» Vorgegebener Text:
#####
Wie wird man zum Verbrecher gemacht?
Von Frank Sacco
Vorwort Müller: Schuldzuweisungen an die Religion sind modern, aber z.Z. muss es die muslimische sein, etwa in Parallelgesellschaften – Das sind die deutschen Treibhäuser des Terrors (DIE WELT 11.2.). Wie soll man dann die Treibhäuser der heimischen Indoktrinierung zum Kaputtsein nennen? Frank Sacco, Doktor der Medizin, spricht von Dysreligion, um die Schädlichkeit aller Religion zu betonen. Er berichtet vom christlichen religiösen Masochismus – man begeht ein Verbrechen, um bestraft zu werden, und von Geistlichen mit ihren Folterandrohungen. "Da waren und sind also intelligentere Menschen am Werk, als Sie und ich es sind, lieber Leser," schließt Sacco sarkastisch – ob das auch in der islamischen Szene so ist?
Wie wird man zum Verbrecher gemacht?
Von Frank Sacco
Neben Krankheitsentwicklungen hängt selbstverständlich auch Delinquenzentstehung mit unserer üblen Dysreligion zusammen. Böses verursacht hier Böses. Ein Kind, das, aus welchen Gründen auch immer, als schwarzes Schaf in der Familie oder in der Schule gilt und kein Geliebtwerden empfindet, wird sich unter den strengen Blicken des Religionslehrers und der Geistlichen schon auf der Warteliste zur Hölle sehen. Es glaubt zu den 50 % der Menschen zu gehören, die nach Kirchengemälden im dortigen Feuer landen. In dieser affektgeladenen Situation wird es Merkmale äußerster seelischer Gestörtheit entwickeln, unzufrieden sein, Minderwertigkeit empfinden und Schuldgefühle zeigen. Es wird vielleicht Impulsen nachgeben, über eine Bandenmitgliedschaft Anerkennung zu finden, sich über Zerstörungswut Ersatzbefriedigung verschaffen und zwecks Aggressionsabfuhr Gewalt- und Pornographiesendungen ansehen.
Da das Unbewusste des Kindes weiß, dass es sowieso in die Hölle kommt, greifen weder familiäre noch kirchliche (10 Gebote) Regulierungsversuche. Alles wird dem Jugendlichen egal, er wird unerziehbar. Es kommt zur Anomie (nach E. Durkheim), also zur Normlosigkeit, als Reaktion auf die „Einsicht“, später doch in einer Hölle endlos, maßlos und zu Unrecht gefoltert zu werden. Eine derartige Maximalfrustration erzeugt, wenn sie nicht zur Depression führt, natürlich maximale Aggression. Nach R. K. Merton kann aber auch das gerade Gegenteil, ein „Rückzug“ erfolgen. Er führt als Beispiel dafür „Autismus“, also die kindliche Schizophrenie an und erweist sich damit fachlich qualifizierter als unsere heutigen Psychiater.
#####
» Vorgegebene Daten:
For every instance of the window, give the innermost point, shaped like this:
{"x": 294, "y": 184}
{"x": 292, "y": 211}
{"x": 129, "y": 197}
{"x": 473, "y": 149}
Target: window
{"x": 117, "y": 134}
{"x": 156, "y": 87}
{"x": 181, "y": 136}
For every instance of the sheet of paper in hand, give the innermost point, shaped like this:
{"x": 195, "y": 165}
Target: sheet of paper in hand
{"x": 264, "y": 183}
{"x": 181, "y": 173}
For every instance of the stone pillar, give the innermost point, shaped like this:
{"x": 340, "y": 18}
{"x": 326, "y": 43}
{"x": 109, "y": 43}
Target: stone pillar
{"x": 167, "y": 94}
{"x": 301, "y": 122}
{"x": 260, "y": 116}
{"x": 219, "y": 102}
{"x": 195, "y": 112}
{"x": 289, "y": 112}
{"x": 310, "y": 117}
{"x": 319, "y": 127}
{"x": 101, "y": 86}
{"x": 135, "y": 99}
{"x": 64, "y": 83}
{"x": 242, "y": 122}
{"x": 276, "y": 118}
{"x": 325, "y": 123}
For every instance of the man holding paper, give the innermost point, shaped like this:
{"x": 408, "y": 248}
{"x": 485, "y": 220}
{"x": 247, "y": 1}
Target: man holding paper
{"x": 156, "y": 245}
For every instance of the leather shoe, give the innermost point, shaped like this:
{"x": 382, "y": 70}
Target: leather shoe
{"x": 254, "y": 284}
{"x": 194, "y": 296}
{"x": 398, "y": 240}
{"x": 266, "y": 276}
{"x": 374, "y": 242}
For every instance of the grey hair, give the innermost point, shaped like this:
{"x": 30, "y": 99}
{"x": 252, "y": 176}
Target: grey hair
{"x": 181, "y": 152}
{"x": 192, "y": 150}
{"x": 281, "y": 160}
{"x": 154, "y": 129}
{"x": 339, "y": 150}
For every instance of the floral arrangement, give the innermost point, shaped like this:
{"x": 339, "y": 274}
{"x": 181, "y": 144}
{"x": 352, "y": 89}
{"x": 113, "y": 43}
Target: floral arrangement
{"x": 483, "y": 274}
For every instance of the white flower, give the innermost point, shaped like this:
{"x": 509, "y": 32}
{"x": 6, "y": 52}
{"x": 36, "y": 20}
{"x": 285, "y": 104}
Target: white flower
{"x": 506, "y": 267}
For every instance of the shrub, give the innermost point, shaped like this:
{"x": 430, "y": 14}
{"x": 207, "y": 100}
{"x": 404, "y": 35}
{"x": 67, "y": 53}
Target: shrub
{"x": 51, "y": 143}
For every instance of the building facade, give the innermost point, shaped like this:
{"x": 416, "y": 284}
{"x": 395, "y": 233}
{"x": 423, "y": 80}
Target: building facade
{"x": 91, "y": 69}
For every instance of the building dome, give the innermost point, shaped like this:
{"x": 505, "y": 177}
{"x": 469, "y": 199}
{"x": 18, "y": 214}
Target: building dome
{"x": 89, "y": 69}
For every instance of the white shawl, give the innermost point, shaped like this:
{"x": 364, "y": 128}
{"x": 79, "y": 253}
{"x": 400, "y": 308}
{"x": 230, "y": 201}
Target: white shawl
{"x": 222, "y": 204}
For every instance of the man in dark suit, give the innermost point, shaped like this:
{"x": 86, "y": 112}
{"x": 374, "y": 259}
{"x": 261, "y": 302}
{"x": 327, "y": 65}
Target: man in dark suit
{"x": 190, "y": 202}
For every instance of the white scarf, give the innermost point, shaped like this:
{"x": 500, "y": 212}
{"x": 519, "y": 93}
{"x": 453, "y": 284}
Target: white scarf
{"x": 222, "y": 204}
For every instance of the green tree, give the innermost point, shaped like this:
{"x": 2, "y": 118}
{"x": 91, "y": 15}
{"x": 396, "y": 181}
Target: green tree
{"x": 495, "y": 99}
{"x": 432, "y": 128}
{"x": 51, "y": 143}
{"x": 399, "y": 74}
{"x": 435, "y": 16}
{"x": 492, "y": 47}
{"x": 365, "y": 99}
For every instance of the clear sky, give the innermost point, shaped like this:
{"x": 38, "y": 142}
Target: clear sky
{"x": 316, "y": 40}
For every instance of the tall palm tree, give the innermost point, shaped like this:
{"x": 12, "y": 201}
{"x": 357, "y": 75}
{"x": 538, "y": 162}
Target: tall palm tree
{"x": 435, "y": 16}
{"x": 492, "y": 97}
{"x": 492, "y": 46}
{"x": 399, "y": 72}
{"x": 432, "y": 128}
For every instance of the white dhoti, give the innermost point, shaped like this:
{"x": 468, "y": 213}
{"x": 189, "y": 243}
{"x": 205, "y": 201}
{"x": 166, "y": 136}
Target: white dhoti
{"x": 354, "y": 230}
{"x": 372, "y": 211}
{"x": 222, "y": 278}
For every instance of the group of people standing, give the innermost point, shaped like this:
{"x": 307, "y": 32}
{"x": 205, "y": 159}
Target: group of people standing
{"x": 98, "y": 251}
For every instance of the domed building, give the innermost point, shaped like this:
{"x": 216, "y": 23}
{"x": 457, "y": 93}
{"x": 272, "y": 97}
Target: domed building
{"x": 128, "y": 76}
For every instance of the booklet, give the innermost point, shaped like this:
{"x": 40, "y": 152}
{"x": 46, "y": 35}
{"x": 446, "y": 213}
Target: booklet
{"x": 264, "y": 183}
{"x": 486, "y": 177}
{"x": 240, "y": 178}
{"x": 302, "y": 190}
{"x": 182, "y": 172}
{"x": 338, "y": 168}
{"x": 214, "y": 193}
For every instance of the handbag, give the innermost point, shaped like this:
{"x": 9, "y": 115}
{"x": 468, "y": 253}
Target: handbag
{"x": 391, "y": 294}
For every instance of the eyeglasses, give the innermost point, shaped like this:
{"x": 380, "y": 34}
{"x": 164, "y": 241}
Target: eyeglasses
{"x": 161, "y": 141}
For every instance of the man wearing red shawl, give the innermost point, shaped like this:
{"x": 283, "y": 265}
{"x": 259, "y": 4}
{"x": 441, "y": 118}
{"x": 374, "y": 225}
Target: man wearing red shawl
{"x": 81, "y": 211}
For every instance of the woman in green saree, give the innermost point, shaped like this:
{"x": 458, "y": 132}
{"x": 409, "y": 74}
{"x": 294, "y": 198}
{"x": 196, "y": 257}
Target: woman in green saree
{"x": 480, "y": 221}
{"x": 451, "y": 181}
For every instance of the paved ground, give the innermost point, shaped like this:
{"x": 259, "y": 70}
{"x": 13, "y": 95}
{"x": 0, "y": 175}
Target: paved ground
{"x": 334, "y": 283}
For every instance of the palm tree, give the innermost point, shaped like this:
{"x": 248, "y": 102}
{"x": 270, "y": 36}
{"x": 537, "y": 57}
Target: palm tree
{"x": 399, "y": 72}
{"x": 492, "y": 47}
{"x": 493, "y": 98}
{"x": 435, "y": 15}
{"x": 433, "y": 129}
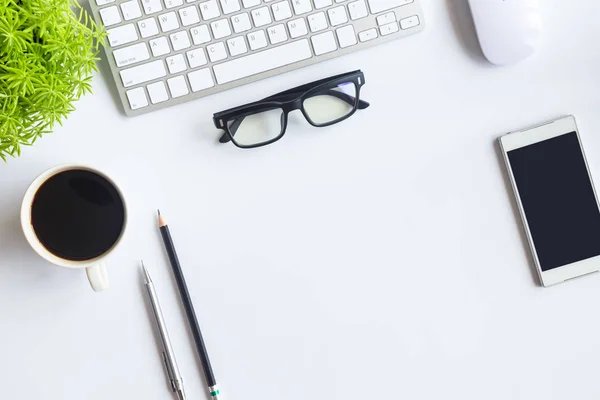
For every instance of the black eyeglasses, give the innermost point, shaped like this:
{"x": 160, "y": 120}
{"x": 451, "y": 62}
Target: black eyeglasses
{"x": 323, "y": 103}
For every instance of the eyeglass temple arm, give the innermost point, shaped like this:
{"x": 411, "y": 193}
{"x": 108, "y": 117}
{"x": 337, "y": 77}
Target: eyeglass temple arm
{"x": 340, "y": 95}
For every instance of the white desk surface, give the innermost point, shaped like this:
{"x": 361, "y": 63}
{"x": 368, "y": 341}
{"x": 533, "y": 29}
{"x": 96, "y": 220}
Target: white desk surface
{"x": 380, "y": 258}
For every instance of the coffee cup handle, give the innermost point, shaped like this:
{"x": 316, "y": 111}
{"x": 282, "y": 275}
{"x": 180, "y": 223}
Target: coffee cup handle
{"x": 97, "y": 276}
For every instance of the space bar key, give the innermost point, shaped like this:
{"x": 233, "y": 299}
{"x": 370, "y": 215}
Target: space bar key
{"x": 264, "y": 61}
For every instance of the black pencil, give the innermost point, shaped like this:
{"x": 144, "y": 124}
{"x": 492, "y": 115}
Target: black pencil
{"x": 189, "y": 308}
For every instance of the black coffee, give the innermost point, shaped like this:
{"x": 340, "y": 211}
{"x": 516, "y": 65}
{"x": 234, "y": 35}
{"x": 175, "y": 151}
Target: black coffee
{"x": 77, "y": 215}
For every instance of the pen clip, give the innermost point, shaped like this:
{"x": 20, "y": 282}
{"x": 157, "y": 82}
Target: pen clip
{"x": 169, "y": 372}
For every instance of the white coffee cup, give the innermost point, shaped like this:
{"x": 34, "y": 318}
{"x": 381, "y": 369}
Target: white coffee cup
{"x": 95, "y": 267}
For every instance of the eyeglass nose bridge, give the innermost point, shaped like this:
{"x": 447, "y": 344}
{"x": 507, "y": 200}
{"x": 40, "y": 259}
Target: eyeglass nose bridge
{"x": 293, "y": 105}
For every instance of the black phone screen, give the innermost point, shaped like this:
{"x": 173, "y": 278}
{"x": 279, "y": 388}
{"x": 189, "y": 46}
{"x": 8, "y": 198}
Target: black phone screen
{"x": 558, "y": 200}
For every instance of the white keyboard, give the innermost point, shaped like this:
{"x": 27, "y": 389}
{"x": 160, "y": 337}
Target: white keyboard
{"x": 165, "y": 52}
#####
Übersetzen Sie den Satz „Alles wird dem Jugendlichen egal, er wird unerziehbar.“ aus dem vorgegebenen Text ins Englische.

» Antwortfeld:
Everything becomes a matter of indifference to the adolescent; he becomes incorrigible.